ENTRIES PROVIDED section start

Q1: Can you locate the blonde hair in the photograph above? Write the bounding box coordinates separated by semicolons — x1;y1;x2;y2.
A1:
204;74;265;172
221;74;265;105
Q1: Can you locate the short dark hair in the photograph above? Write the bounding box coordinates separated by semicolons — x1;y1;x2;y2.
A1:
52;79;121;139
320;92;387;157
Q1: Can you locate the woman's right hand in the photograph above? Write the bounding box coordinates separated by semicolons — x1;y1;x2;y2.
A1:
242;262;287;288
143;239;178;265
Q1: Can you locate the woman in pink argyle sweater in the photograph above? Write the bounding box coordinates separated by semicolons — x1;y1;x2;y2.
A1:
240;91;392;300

ENTRIES PROVIDED section end

ACTION ITEM |
The records above are to be copied in full, exactly as written.

RESPONSE TO THE EXERCISE |
Q1: Can you locate the blonde hair in the photograph above? Write the bounding box coordinates separated by semicolons — x1;y1;x2;y2.
A1:
204;74;265;172
221;74;265;105
Q1: Can you locate the short dark hair in the photograph above? Write the bounding box coordinates separated by semicolons — x1;y1;x2;y2.
A1:
52;79;121;139
320;92;387;157
Q1: Can you locate the woman's right hand in the photograph above? Write the bounding box coordinates separated by semicolons — x1;y1;x2;y2.
A1:
242;262;287;288
143;239;178;265
Q1: Can you locate the woman in pink argyle sweater in the photograph above? Write the bounding box coordinates separated by semicolons — x1;y1;x2;y2.
A1:
240;91;392;300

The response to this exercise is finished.